| Task brief |
Produce a verbatim transcription of the records below, beginning at the line containing "# Target: tree bark" and ending at the final line; include only those lines.

| Point labeling examples |
»»
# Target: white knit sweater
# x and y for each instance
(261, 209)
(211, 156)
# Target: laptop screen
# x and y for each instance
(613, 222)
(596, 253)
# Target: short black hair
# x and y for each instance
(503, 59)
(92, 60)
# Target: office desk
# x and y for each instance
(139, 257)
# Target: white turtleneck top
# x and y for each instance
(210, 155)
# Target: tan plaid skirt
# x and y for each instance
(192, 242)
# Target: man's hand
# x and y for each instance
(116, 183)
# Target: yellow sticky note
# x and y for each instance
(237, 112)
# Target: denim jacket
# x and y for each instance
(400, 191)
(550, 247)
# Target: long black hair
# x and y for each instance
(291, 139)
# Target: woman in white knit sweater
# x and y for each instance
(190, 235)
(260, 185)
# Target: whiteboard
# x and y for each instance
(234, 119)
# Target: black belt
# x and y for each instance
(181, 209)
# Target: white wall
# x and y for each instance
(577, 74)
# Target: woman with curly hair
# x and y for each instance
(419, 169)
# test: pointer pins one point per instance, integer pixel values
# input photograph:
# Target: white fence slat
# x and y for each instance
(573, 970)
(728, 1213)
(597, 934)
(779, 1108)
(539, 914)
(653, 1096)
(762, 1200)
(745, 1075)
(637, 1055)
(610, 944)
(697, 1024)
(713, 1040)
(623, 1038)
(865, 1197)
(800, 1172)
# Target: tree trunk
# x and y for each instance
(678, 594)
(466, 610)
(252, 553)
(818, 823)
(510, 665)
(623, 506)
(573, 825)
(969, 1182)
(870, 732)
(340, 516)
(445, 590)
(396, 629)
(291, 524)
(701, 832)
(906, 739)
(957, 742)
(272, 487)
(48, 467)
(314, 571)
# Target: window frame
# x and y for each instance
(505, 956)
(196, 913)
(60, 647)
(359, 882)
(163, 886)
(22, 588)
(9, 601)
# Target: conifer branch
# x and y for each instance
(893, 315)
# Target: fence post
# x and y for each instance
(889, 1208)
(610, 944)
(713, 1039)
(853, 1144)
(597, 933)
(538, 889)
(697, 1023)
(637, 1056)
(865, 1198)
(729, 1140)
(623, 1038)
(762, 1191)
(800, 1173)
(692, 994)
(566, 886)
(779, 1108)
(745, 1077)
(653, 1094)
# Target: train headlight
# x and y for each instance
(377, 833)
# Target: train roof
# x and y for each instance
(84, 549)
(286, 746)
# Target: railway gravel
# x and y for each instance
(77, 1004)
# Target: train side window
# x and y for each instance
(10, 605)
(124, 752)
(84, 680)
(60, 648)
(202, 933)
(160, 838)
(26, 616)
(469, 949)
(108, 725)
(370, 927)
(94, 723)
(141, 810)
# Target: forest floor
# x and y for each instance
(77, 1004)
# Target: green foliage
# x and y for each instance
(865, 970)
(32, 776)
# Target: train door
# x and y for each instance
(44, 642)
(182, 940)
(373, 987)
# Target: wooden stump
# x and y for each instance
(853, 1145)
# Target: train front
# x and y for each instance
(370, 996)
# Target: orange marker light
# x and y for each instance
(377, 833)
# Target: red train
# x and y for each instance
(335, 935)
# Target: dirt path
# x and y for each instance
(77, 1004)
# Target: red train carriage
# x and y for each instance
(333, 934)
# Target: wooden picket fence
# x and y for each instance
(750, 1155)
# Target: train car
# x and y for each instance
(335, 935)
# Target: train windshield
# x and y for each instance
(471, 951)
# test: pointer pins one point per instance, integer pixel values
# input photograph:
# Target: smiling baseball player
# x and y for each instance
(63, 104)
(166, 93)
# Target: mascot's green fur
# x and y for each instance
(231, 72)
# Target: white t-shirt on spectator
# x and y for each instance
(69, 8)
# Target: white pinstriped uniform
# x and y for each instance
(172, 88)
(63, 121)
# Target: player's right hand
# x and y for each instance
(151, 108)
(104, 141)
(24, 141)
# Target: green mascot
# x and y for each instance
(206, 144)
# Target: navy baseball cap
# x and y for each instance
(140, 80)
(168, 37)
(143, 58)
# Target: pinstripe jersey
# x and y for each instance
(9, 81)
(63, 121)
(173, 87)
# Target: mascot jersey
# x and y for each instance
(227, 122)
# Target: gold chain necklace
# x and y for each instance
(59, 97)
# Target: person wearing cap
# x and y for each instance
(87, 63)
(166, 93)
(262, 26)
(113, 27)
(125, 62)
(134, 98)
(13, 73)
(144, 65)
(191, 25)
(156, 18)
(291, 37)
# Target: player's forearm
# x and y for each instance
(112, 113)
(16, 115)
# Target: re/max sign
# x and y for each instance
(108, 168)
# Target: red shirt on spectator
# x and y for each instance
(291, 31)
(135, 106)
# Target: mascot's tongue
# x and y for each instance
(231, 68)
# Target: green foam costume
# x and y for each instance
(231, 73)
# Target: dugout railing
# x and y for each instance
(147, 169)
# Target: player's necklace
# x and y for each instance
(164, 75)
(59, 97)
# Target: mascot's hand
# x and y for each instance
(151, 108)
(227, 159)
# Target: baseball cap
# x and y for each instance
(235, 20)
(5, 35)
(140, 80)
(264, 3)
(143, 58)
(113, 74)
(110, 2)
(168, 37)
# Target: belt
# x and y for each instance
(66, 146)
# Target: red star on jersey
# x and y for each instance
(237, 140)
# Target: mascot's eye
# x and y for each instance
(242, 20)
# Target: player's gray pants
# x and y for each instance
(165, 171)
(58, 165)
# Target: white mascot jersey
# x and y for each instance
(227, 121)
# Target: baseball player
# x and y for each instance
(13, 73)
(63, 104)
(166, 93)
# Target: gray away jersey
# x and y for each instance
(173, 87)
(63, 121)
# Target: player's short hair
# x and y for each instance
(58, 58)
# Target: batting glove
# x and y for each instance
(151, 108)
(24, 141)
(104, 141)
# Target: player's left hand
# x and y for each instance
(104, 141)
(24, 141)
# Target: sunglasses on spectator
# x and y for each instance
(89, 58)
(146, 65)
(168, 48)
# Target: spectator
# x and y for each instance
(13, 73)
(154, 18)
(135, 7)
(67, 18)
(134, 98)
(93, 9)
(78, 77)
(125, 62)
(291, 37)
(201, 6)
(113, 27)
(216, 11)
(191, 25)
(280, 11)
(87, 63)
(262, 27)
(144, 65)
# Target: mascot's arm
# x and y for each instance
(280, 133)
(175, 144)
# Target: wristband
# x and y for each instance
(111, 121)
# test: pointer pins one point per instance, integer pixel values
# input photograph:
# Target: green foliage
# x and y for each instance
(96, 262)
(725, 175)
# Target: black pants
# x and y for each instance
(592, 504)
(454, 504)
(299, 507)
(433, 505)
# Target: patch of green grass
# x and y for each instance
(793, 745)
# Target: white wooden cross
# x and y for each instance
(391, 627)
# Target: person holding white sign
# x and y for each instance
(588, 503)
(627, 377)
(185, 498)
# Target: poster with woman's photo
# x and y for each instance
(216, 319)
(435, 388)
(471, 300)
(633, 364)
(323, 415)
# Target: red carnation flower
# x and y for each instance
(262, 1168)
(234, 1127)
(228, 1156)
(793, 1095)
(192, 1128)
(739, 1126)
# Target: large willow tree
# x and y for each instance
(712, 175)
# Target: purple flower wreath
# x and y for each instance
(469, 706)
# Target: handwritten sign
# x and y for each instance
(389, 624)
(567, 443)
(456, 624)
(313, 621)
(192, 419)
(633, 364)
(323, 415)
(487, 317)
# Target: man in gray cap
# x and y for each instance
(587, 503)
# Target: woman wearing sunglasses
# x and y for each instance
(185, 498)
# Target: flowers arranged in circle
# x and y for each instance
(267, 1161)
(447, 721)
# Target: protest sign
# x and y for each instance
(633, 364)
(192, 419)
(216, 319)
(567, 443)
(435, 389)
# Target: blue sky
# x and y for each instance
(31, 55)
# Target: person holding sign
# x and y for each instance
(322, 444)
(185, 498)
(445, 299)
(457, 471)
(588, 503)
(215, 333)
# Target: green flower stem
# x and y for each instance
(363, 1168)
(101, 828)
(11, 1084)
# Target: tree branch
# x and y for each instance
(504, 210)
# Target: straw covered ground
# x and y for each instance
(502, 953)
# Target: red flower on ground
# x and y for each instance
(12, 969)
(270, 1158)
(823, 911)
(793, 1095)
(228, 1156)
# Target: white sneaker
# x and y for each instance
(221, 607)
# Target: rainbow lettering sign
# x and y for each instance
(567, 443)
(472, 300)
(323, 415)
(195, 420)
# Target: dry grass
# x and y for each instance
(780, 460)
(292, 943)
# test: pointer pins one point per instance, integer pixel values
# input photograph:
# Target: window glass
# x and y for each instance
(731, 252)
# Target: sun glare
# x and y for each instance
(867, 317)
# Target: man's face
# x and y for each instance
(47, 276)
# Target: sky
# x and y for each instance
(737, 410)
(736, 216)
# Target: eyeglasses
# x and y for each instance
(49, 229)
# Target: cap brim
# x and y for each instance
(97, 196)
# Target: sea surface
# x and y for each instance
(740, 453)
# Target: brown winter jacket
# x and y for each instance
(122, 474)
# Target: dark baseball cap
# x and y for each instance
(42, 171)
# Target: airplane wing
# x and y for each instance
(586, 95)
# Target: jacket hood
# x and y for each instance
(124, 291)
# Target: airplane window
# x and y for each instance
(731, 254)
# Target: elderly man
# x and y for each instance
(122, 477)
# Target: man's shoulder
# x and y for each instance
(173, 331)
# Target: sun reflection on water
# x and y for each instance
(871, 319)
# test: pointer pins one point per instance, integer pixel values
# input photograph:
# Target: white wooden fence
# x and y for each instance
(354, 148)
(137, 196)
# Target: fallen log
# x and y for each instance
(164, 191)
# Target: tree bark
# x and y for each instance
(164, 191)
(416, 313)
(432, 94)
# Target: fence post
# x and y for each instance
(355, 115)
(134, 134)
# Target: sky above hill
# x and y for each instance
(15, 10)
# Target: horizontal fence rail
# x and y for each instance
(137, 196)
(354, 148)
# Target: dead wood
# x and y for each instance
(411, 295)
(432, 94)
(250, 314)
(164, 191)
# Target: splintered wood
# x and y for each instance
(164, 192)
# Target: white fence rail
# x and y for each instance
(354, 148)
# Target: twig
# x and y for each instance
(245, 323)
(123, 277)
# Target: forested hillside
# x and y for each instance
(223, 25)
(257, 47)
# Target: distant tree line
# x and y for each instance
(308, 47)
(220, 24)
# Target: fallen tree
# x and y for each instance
««
| Response |
# Target: tree bark
# x and y for each instance
(164, 191)
(416, 313)
(432, 94)
# Target: fence post
# x and y for each instance
(355, 115)
(134, 134)
# Target: sky above hill
# x and y for each instance
(15, 10)
# Target: horizontal fence rail
# x and y for each instance
(137, 196)
(354, 148)
# Target: dead wood
# x and y for each instance
(411, 295)
(432, 94)
(250, 314)
(164, 191)
# Target: splintered wood
# x and y for each instance
(164, 192)
# Target: white fence rail
# x and y for each instance
(354, 148)
# Target: twig
# x and y for each instance
(245, 323)
(123, 277)
# Target: forested hillside
# x and y for each instance
(223, 25)
(257, 47)
# Target: distant tree line
# x and y for each instance
(308, 47)
(220, 24)
# Target: fallen tree
# x and y for each instance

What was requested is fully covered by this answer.